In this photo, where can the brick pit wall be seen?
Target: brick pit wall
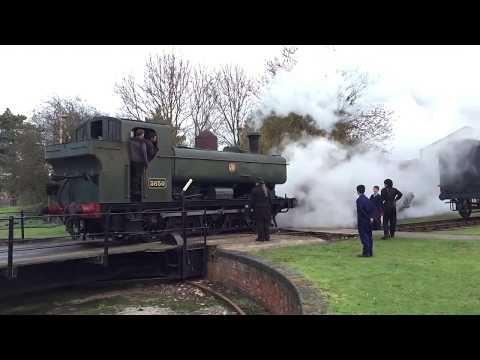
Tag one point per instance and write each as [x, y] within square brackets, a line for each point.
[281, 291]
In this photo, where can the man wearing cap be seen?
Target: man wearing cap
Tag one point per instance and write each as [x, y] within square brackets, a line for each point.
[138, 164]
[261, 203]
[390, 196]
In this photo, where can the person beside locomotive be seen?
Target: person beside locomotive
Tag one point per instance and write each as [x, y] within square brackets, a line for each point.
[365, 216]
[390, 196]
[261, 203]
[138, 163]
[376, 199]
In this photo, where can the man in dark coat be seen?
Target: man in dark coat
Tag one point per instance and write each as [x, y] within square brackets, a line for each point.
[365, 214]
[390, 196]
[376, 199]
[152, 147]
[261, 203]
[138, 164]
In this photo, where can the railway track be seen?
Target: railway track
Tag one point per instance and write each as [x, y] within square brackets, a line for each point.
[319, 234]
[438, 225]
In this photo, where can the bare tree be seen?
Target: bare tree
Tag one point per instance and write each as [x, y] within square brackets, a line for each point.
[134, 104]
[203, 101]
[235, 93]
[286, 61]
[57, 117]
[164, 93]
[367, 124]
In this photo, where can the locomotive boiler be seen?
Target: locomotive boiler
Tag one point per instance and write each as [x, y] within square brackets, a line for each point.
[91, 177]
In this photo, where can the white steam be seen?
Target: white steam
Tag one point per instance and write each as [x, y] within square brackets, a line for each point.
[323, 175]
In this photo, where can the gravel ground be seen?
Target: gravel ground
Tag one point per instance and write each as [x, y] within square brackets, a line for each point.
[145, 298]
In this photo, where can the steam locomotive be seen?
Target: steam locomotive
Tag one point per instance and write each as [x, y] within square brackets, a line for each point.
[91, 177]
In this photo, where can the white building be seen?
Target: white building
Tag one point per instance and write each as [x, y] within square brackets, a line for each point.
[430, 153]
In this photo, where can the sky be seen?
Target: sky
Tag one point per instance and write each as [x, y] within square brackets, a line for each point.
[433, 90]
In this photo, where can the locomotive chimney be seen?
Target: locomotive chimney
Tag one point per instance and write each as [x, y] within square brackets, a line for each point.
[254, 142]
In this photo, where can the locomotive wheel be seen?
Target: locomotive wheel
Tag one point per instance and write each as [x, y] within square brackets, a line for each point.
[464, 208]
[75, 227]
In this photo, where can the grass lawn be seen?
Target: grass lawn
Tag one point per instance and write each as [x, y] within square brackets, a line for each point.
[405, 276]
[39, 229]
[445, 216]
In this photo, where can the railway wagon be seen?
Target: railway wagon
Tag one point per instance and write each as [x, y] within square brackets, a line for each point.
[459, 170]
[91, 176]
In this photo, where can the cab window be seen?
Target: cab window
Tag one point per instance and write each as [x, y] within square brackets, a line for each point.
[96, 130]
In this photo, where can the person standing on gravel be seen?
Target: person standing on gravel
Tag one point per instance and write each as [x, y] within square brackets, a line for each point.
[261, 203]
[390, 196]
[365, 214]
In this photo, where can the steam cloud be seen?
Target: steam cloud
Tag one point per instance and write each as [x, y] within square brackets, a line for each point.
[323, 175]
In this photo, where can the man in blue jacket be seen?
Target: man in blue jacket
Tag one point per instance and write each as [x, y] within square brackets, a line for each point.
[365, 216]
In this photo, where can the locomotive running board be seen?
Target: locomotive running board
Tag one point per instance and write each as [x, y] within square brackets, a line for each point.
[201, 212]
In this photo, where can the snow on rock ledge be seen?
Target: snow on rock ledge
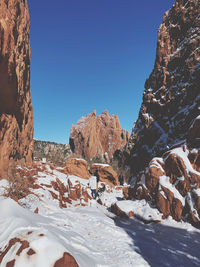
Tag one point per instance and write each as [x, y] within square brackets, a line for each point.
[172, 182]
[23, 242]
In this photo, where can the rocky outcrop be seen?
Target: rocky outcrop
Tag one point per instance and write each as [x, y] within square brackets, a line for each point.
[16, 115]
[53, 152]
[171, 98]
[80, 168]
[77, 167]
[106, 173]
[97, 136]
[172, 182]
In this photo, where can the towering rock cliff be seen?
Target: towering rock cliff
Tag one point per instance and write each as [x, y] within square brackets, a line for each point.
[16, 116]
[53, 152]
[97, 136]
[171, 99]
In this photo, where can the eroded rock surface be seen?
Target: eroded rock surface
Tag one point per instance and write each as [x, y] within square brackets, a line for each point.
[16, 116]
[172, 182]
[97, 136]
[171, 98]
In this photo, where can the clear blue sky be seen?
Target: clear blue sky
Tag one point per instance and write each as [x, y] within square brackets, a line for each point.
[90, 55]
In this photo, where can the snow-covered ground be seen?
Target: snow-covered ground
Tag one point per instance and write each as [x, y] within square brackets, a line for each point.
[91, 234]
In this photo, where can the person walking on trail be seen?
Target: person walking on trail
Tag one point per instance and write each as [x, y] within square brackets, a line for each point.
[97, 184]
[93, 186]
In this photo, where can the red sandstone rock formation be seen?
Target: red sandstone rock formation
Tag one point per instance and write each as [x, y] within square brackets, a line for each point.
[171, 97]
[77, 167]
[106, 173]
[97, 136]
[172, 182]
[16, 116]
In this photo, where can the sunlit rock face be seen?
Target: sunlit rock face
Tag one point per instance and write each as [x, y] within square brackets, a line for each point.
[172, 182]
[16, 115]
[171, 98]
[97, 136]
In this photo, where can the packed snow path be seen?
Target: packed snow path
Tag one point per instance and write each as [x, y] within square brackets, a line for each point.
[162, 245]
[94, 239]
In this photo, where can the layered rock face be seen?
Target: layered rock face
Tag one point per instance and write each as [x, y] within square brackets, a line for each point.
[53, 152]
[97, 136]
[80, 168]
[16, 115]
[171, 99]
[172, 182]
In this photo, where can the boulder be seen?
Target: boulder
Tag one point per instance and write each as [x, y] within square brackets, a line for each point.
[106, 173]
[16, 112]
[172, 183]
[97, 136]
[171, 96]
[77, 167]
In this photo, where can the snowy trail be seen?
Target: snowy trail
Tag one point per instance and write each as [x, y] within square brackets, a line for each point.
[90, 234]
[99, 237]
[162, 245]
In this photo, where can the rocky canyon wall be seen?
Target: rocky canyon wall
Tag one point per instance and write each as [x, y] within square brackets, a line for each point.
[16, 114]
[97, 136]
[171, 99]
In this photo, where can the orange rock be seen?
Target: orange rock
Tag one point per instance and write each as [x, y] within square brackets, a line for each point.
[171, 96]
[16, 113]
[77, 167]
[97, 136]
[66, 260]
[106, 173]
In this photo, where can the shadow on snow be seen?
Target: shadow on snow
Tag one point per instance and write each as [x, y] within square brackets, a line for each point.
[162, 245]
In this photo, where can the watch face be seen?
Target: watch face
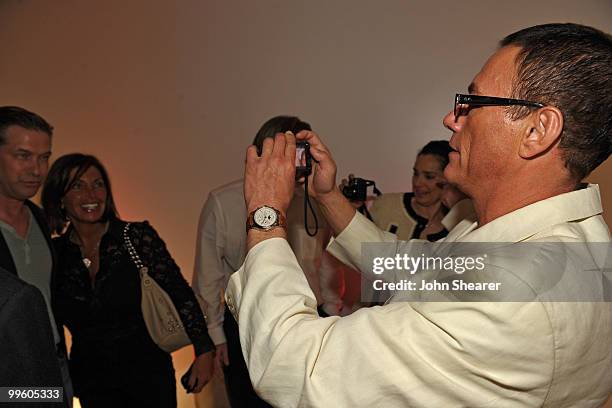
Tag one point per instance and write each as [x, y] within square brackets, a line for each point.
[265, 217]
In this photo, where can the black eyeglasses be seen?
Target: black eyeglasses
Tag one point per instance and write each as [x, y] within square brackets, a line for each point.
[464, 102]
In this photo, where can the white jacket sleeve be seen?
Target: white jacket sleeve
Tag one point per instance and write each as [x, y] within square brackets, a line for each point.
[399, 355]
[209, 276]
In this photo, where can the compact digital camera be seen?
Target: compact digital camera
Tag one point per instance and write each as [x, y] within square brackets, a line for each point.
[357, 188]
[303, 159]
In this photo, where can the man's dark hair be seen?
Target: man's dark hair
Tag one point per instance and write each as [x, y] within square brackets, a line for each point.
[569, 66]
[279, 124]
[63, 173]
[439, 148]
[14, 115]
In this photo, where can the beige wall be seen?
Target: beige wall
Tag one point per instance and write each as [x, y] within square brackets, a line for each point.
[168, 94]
====================
#### Directive:
Write out the data precisely as given, excluding the pictures.

#### Solved problem:
In this photo, where can the brick pit wall be seen?
Target: brick pit wall
Tag one point per instance and write each as [x, y] within square brackets, a line for each point.
[281, 291]
In this photo, where can the man wearing cap be seen?
Target: man wearing cap
Tag one point per instance and write each as [x, y] within square brackets, a line for each point.
[138, 164]
[261, 203]
[390, 196]
In this photo, where can the person beside locomotive be seen?
Target: person beside locomotive
Tag one point per instance and write each as [x, y] within square brackets, a line for each point.
[365, 216]
[390, 196]
[261, 203]
[138, 163]
[376, 199]
In this photo, where can the man in dark coat be seen?
Target: man in dark coat
Tag one point per instance and write each as [x, y] within square brackets, a line for each point.
[365, 214]
[390, 196]
[376, 199]
[152, 147]
[261, 203]
[138, 164]
In this photo, where can the railway track be seen?
Target: railway track
Tag one point per instance and write each as [x, y] within square brackets, a line for each point.
[319, 234]
[438, 225]
In this photo, where can the bare tree be seen?
Target: bare tree
Tag one point per instance and write each as [x, y] within square brackets, a line for each point.
[134, 104]
[203, 101]
[235, 93]
[286, 61]
[57, 117]
[164, 93]
[367, 124]
In this photo, where can the locomotive boiler be seen?
Target: locomotive boiler
Tag one point per instance and write each as [x, y] within square brackets, a line for each point.
[91, 177]
In this photo, where can the white steam be seen?
Target: white steam
Tag one point per instance and write each as [x, y] within square brackets, a line for each point.
[323, 175]
In this photo, where can the gravel ground be seen?
Target: gravel ground
Tag one point per instance and write each as [x, y] within square brackets, a line for each point.
[145, 298]
In this photo, where can the steam locomotive be seen?
Target: steam locomotive
Tag one point per instance and write each as [x, y] within square brackets, a line for each point.
[91, 177]
In this photo, where can the white building be seen?
Target: white building
Tag one point per instance and write each as [x, y] within square brackets, a line for each point.
[430, 153]
In this photo, where can the sky be seen?
Target: sky
Tag one point per instance and write each as [x, y] within square brackets, a line for each point.
[433, 90]
In this photo, where can the locomotive chimney be seen?
Target: locomotive chimney
Tag one point per instance and write each as [x, y] within square brackets, a line for each point.
[254, 142]
In this photo, where can the locomotive wheel be seen?
Target: locomotive wheel
Tag one point per instance and write each as [x, y] within square brackets, a line for each point.
[464, 208]
[75, 227]
In this photo, where can the grass lawn be seen?
Target: grass lawn
Tag one point per instance and write each as [x, y] within square brackets, a line for each point.
[405, 276]
[39, 229]
[445, 216]
In this photo, where can the railway wagon be seen?
Target: railway wagon
Tag one point per instance and write each as [x, y] within square brackets, a line for each point.
[459, 170]
[91, 176]
In this photo, where can the cab window be seen?
Target: cab window
Tag one point per instance and write each as [x, y] within square brackets, a line for each point.
[96, 130]
In this photo, where can the person standing on gravel be seen?
Target: person standing on gravel
Tag one point per instance and write each as [x, y] within square brackets, a line for each point.
[261, 203]
[390, 196]
[365, 214]
In this photo, where can the steam cloud be seen?
Target: steam cloud
Tag one point per instance and write each as [x, y] within square brackets, a line for each point.
[323, 175]
In this photo, where can the man in blue jacket be seen?
Target: man in blue jacket
Tag one point per instance and write each as [x, y] within square brackets, a line for each point.
[365, 216]
In this photo, where can the locomotive running board be seen?
Target: locomotive running board
Tag one point per instance and write each as [x, y] within square brackets, a line for each point.
[201, 212]
In this photo, where can the snow on rock ledge be seen?
Target: snow on rock ledge
Tag one point per instance and write each as [x, y] within square brackets, a line for each point.
[172, 182]
[23, 242]
In this photo, where can the rocky outcrop be seen?
Target: rocky outcrop
Tag one point per instance and write each as [x, y] within square brackets, a line for each point.
[16, 115]
[53, 152]
[171, 98]
[80, 168]
[77, 167]
[106, 173]
[97, 136]
[172, 182]
In this photo, where can the towering rock cliff be seen?
Target: towering rock cliff
Tag one point per instance and write each as [x, y] within square brackets, a line for each point.
[16, 116]
[53, 152]
[97, 136]
[171, 99]
In this photo, where can the eroded rock surface be seen?
Target: eroded rock surface
Tag one point per instance and write each as [x, y] within square brackets, a line for each point.
[16, 116]
[172, 182]
[97, 136]
[171, 98]
In this photo, where can the clear blue sky be seen?
Target: clear blue sky
Tag one point per instance and write each as [x, y] within square brackets, a line for each point.
[90, 55]
In this photo, where can the snow-covered ground be seen?
Target: snow-covered ground
Tag one point per instance and write each as [x, y] within square brackets, a line for each point.
[91, 234]
In this photo, where can the person walking on trail be seen?
Target: person walking on trail
Tag one point per instance and write each as [x, y] within square brackets, a line for each point.
[97, 184]
[93, 186]
In this photo, where can the red sandstone rock formation be seen?
Target: red sandstone rock formation
Tag one point per instance and write each as [x, y] within square brackets, a line for each point.
[171, 97]
[77, 167]
[106, 173]
[97, 136]
[172, 182]
[16, 116]
In this photo, where can the sunlit rock face be seen?
Target: sunlit rock face
Tag one point per instance and write each as [x, y] within square brackets, a line for each point.
[172, 182]
[16, 115]
[171, 98]
[97, 136]
In this photo, where can the packed snow path be seen?
Target: packed snow path
Tag one point per instance and write each as [x, y] within square brackets, a line for each point.
[162, 245]
[94, 239]
In this photo, where can the layered rock face be seen?
Target: layered rock face
Tag one point per instance and write each as [x, y] within square brackets, a line for each point.
[53, 152]
[97, 136]
[80, 168]
[16, 115]
[171, 99]
[172, 182]
In this photo, where can the boulder be seen?
Target: boulder
Tag one point per instance and write each as [x, y] within square brackets, a line for each point.
[106, 173]
[16, 112]
[172, 183]
[97, 136]
[171, 96]
[77, 167]
In this photo, where can the snowy trail be seen?
Target: snowy trail
Tag one point per instance and write each as [x, y] within square brackets, a line for each point.
[90, 234]
[99, 237]
[162, 245]
In this photo, where can the rocky canyon wall be seen?
Target: rocky canyon wall
Tag one point per instance and write each as [x, y] within square brackets, a line for each point.
[16, 114]
[97, 136]
[171, 99]
In this photo, where can the orange rock be seen?
Target: orange rock
Tag one point per instance and write each as [x, y] within square brackets, a line for each point.
[171, 96]
[16, 113]
[77, 167]
[97, 136]
[66, 260]
[106, 173]
In this photo, where can the shadow on snow be seen?
Target: shadow on snow
Tag one point per instance and write each as [x, y] within square brackets, a line for each point.
[162, 245]
In this photo, where can the watch face be seen?
Target: watch face
Tag one point per instance and write each as [x, y] within square brackets, a line for each point.
[265, 217]
In this photo, where can the black eyeglasses be seen?
Target: black eyeglasses
Tag one point per instance and write each as [x, y] within square brackets, a line for each point.
[464, 102]
In this photo, where can the white jacket sleeve be seen?
Target: white jacket sleeve
Tag one point per instance and write each as [x, y] within square brackets, a line for each point.
[399, 355]
[209, 276]
In this photo, where can the compact digital camera be seen?
Target: compact digital camera
Tag one point per instance and write each as [x, y] within square brackets, a line for each point.
[357, 188]
[303, 159]
In this photo, where can the man's dark hair be seen?
Target: man's dark hair
Tag one point per instance and write each as [x, y] within square brackets, a line for each point.
[569, 66]
[279, 124]
[63, 173]
[439, 148]
[14, 115]
In this photo, where can the beige wall be seen?
Target: beige wall
Tag one point per instance and write each as [x, y] within square brackets, a line for each point.
[168, 94]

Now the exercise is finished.